* Parts of the exercise *
1. Based on the article about the Santa Ana protest, decide whether each statement agrees with it: (a) more than 80 people took part in the march; (b) the march took place in dry weather; (c) Josie Allen is an executive secretary from Acapulco. Answer yes or no for each, and quote the words from the article that settle it.
2. In the article about the Santa Ana protest, what name do critics use for the Merida Initiative?
3. Reproduce the passage of the Santa Ana protest article starting with "Much of the" and going on through "to the students.".

* Source document *
* * *

Amid intense bloodshed against civilians by corrupted Mexican security forces, dozens of local residents marched on the streets of Santa Ana on Wednesday night in protest of U.S. government spending on Mexican military hardware and training.

Much of the American-funded weapons and training ends up being used to murder innocent civilians, said the protesters, who recalled the recent mass kidnapping and presumed murder of 43 students at the hands of police.

“They were taken alive; we want them back alive!” protesters chanted as they marched, referring to the students.

Other chants included calls for less police spending and more spending on education.

More than 80 people participated in the march, starting at a plaza next to Santa Ana’s federal courthouse and moving eastward on Fourth Street, south to busy First Street, westward to Flower Street, north to Santa Ana Blvd. and westward back to the plaza.

Rain had been pouring down almost all day, and the protest was no exception. Many demonstrators were drenched by the end of the march.

Along the way, they carried aloft signs that read “Justice for Murdered Students,” and “Resign [Mexican President Enrique] Peña Nieto.”

The demonstration targeted the U.S. funding program known officially as the Merida Initiative, or “Plan Mexico” by critics.

Protesters said the initiative is ultimately creating even more violence towards civilians, given that so many of Mexico’s police forces are on the payroll of organized drug gangs.

Josie Allen, an executive secretary from Acapulco, said she had gone to Mexican police for help after she was robbed, but that the police themselves then ended up robbing her.

“There is no faith” in the police in Mexico, said Allen.

The inherent contradiction, she added, is that U.S. government “is helping Mexico to eradicate the narcos, but the people in power are the narcos,” she added.

* * *

Saved dataset items:

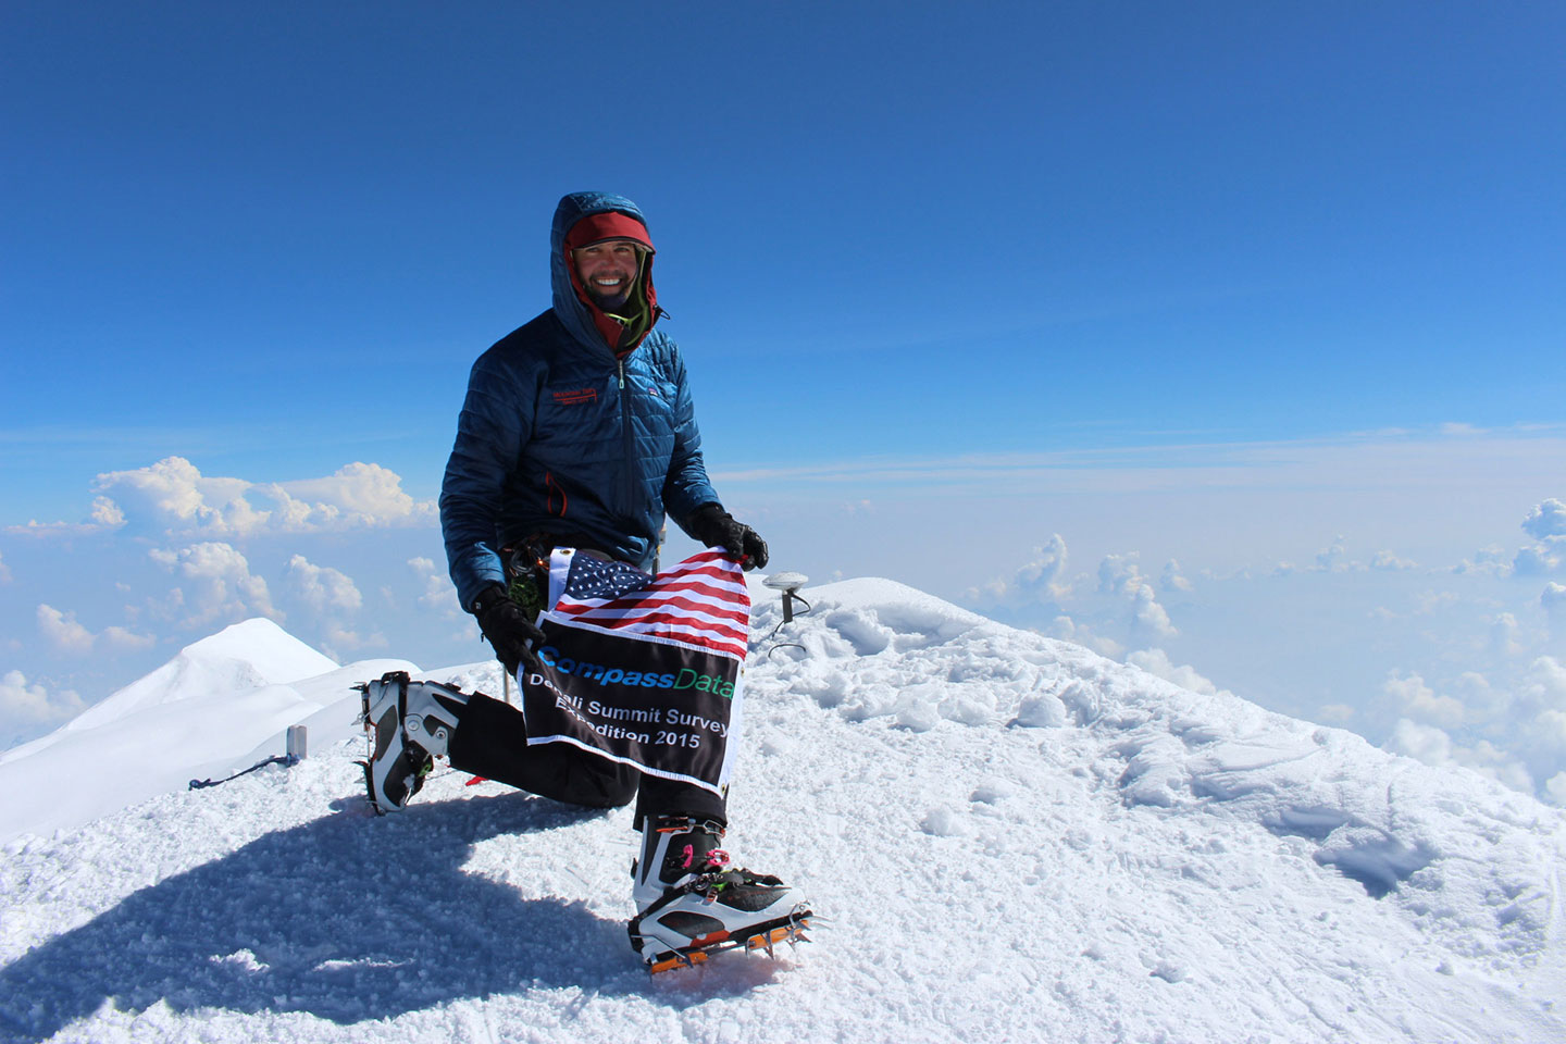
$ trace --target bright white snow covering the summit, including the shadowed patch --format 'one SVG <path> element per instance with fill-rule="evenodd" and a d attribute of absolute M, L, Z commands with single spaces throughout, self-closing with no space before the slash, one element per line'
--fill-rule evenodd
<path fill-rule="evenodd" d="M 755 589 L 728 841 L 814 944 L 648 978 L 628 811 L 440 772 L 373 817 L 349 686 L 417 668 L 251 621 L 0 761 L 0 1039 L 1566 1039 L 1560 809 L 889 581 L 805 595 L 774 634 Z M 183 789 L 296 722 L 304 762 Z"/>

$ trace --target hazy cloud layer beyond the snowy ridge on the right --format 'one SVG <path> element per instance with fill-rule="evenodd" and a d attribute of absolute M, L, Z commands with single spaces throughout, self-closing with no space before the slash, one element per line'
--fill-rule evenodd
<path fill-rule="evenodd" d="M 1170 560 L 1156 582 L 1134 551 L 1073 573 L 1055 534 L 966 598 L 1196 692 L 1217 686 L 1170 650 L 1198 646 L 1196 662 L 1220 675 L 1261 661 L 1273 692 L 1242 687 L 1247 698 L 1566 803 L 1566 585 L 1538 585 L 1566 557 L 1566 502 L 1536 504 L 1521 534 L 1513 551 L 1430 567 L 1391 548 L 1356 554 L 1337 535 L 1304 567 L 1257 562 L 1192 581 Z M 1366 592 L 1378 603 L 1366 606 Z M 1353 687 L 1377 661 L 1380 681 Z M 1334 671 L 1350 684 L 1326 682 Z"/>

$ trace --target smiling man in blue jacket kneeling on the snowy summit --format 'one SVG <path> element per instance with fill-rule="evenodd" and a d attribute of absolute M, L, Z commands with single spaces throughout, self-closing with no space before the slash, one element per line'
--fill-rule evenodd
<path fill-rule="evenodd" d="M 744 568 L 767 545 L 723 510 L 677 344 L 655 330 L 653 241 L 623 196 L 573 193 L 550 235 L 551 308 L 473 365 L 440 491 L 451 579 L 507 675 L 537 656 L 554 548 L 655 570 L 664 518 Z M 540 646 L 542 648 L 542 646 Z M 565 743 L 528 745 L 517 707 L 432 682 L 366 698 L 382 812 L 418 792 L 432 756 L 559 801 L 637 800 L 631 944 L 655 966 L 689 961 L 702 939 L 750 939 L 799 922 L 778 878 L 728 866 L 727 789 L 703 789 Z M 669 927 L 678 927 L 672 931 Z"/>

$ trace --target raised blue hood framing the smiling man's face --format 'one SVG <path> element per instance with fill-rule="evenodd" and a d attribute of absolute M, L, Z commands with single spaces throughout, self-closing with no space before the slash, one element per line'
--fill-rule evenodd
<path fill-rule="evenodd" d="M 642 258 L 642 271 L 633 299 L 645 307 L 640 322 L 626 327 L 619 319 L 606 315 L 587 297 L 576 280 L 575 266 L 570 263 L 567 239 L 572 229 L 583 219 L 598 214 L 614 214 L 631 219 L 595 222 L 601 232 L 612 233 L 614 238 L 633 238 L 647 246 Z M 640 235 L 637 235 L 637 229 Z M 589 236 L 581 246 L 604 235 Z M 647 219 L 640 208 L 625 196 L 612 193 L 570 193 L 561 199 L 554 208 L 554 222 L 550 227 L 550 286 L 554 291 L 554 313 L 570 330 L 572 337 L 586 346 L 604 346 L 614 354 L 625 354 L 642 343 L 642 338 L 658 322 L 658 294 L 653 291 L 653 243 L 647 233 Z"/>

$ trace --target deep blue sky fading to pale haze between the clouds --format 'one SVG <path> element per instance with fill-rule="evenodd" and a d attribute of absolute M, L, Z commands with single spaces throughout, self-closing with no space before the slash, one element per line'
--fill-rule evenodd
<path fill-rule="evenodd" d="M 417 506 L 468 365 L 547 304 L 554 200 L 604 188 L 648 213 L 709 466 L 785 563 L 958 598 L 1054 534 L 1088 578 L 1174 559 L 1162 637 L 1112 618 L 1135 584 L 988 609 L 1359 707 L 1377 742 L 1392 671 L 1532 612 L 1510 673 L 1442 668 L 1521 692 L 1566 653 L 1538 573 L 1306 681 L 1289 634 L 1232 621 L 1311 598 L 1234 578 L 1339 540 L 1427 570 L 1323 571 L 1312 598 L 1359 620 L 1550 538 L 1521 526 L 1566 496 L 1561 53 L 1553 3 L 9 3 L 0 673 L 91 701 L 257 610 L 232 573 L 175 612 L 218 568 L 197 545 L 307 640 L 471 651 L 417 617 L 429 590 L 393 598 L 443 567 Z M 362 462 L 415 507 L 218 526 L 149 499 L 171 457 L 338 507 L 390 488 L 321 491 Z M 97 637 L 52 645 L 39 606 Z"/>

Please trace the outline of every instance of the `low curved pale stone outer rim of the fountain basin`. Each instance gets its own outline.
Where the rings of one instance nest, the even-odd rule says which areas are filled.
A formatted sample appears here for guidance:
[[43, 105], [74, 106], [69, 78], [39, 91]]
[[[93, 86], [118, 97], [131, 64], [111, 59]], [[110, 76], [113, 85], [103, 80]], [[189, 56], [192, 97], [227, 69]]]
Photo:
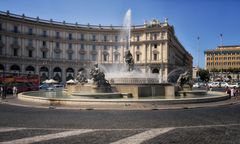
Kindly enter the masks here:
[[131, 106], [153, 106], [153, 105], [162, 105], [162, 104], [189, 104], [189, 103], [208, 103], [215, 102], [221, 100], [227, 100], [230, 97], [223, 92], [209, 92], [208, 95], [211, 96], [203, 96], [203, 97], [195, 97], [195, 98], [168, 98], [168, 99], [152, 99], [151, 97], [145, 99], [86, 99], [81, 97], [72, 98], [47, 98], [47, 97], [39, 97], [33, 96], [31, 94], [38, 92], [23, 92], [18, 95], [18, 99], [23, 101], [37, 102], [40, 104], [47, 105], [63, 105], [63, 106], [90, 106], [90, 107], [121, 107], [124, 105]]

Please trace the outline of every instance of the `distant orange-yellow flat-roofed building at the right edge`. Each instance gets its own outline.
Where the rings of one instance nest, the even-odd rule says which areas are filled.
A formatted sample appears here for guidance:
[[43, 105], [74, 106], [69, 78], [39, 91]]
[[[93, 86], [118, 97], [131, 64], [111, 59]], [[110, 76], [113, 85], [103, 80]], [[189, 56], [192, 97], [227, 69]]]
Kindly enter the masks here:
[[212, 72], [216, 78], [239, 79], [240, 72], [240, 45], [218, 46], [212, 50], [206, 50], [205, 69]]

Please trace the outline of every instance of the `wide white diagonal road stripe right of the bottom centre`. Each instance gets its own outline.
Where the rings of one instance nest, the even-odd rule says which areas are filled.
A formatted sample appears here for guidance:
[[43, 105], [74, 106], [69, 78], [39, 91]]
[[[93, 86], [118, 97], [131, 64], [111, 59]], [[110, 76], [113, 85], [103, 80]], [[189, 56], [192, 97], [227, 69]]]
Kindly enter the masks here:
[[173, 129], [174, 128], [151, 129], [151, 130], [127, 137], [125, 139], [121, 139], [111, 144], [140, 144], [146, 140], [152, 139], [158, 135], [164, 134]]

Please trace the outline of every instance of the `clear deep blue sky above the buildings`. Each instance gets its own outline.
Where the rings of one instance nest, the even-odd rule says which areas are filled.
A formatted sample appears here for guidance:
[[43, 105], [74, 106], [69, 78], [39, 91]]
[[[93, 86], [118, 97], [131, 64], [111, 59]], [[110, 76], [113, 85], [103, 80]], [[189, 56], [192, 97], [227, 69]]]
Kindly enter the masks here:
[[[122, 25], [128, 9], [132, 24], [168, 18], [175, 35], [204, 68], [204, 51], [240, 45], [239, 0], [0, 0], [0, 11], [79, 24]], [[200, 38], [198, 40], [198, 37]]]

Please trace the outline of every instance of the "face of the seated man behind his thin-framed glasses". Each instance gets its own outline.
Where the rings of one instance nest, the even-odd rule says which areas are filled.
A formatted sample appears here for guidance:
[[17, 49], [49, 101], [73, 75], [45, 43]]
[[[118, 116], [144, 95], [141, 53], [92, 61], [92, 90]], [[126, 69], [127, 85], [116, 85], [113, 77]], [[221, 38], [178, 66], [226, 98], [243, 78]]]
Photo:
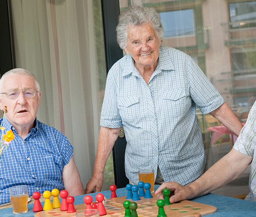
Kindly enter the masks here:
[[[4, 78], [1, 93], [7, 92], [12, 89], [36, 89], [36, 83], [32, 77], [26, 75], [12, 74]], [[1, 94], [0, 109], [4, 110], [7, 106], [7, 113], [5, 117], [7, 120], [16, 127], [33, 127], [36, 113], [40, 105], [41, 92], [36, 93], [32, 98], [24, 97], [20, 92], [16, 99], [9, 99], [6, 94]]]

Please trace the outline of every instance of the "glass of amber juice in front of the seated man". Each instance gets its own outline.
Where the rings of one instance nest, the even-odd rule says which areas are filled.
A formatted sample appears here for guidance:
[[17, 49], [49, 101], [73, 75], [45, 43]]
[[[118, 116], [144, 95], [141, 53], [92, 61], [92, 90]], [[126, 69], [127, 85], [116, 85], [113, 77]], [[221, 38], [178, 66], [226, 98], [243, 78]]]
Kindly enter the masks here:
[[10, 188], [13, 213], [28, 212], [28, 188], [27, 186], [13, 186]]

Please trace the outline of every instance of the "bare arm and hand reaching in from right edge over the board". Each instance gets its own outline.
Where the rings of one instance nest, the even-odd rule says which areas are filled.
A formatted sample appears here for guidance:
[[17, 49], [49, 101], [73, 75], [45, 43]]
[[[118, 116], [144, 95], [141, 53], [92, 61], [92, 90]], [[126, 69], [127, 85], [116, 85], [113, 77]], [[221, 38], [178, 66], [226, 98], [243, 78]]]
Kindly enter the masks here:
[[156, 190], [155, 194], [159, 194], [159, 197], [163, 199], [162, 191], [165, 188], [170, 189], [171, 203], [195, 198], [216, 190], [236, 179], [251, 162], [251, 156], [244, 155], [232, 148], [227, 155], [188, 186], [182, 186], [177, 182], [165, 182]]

* * *

* Responses in order *
1.
(a) Yes: "More than 80 people participated in the march"
(b) No: "Rain had been pouring down almost all day, and the protest was no exception."
(c) Yes: "Josie Allen, an executive secretary from Acapulco"

2. Critics call it "Plan Mexico."

3.
Much of the American-funded weapons and training ends up being used to murder innocent civilians, said the protesters, who recalled the recent mass kidnapping and presumed murder of 43 students at the hands of police.

“They were taken alive; we want them back alive!” protesters chanted as they marched, referring to the students.